_PARTS OF THE EXERCISE_
1. List every Hugo command that the post on publishing a site with Hugo and GitHub Pages shows being run.
2. Retype the passage from the post on publishing a site with Hugo and GitHub Pages, starting at "Part 1: Hugo" and ending at "files it generated.".

_EXTRACTED TEXT_
Publishing your own site with Hugo and GitHub pages
I had a need to get my own site, and I was looking to get something simple (meaning little HTML and CSS wrangling) up and running as cheaply as possible. It was actually pretty easy to get a website up and running using a combination of Hugo and Github Pages to do this. I divided this post in three parts that correspond to the steps needed for you to publish your website as well.
Part 1: Hugo
Hugo is a static site generator. That means you write content in Markdown, run
a command, and it generates a folder full of plain HTML files. There’s no need
to learn scripting languages or frameworks, as all you need to do is to install
the Hugo binary, run hugo new site mysite, and it performs the work for you.
Rather than using one of the many pre‑made themes, I decided to make my own so
I could have more control of the colors and font. A theme in Hugo is mostly
just a handful of template files and some configuration and so it is not hard
to follow to the untrained eye. I started by generating a default theme with
the hugo new theme mytheme and then modified the files it generated.
While I was working on the design I used hugo server to spin up a local web
server. It watches your files and reloads the page whenever you save, which is
handy when you’re tweaking CSS or trying to figure out why your menu floated to
the wrong side.

_RECORDED INFORMATION_
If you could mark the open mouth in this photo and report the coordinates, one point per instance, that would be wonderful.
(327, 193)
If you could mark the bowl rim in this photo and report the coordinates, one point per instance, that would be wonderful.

_SOLUTIONS BY TASK_
1.
- hugo new site mysite
- hugo new theme mytheme
- hugo server

2.
Part 1: Hugo
Hugo is a static site generator. That means you write content in Markdown, run
a command, and it generates a folder full of plain HTML files. There’s no need
to learn scripting languages or frameworks, as all you need to do is to install
the Hugo binary, run hugo new site mysite, and it performs the work for you.
Rather than using one of the many pre‑made themes, I decided to make my own so
I could have more control of the colors and font. A theme in Hugo is mostly
just a handful of template files and some configuration and so it is not hard
to follow to the untrained eye. I started by generating a default theme with
the hugo new theme mytheme and then modified the files it generated.